• **WHAT YOU NEED TO DO**
Reproduce the items below word for word. Begin at the line that contains "Where can the bridge roadway" and continue through the last of the items.

## begin INPUT ROWS

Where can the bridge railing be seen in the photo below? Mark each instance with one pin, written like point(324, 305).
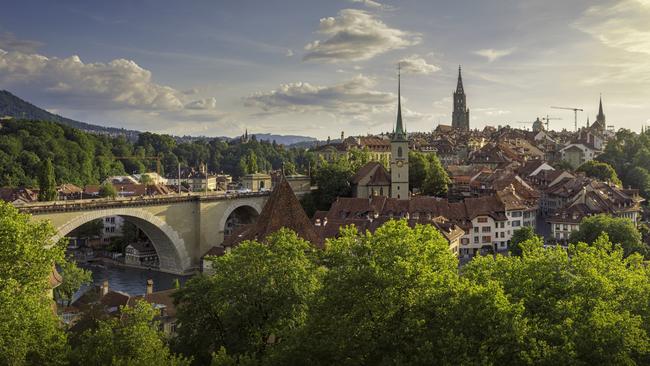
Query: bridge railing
point(103, 203)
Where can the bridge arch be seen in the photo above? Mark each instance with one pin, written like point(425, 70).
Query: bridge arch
point(170, 247)
point(249, 211)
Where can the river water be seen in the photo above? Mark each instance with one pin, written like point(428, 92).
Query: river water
point(132, 281)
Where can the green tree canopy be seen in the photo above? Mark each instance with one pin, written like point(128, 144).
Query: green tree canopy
point(47, 182)
point(29, 330)
point(131, 339)
point(600, 171)
point(256, 297)
point(587, 306)
point(73, 278)
point(620, 231)
point(523, 234)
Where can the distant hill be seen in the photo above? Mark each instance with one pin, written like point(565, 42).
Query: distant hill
point(13, 106)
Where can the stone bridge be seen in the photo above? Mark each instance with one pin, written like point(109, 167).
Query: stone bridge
point(181, 227)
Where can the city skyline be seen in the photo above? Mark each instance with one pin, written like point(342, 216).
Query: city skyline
point(316, 68)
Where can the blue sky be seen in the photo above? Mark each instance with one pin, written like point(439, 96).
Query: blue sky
point(321, 67)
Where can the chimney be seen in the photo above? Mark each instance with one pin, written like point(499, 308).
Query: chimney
point(149, 286)
point(103, 289)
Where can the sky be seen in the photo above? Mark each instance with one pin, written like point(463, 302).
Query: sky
point(317, 68)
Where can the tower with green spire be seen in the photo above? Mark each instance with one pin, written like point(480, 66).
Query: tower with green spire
point(399, 148)
point(460, 114)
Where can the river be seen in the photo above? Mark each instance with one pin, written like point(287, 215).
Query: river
point(132, 281)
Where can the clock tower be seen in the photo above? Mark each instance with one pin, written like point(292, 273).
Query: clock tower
point(399, 155)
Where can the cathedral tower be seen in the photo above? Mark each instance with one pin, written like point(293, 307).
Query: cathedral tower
point(460, 114)
point(399, 154)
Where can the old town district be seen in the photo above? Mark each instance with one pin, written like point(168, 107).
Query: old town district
point(499, 179)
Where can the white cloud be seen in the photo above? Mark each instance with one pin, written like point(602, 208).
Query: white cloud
point(353, 97)
point(368, 3)
point(118, 84)
point(492, 54)
point(624, 25)
point(356, 35)
point(415, 64)
point(9, 42)
point(202, 104)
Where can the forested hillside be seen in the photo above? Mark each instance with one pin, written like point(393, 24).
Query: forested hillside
point(82, 158)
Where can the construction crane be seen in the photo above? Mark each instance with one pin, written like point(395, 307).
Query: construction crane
point(547, 119)
point(575, 113)
point(156, 158)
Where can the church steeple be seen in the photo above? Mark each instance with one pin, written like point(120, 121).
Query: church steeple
point(460, 114)
point(400, 133)
point(601, 115)
point(459, 86)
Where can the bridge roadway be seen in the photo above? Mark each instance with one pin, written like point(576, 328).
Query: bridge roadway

## end INPUT ROWS

• **ANSWER**
Where can the bridge roadway be seen in the photo above? Mark each instance with one pin, written like point(576, 328).
Query: bridge roadway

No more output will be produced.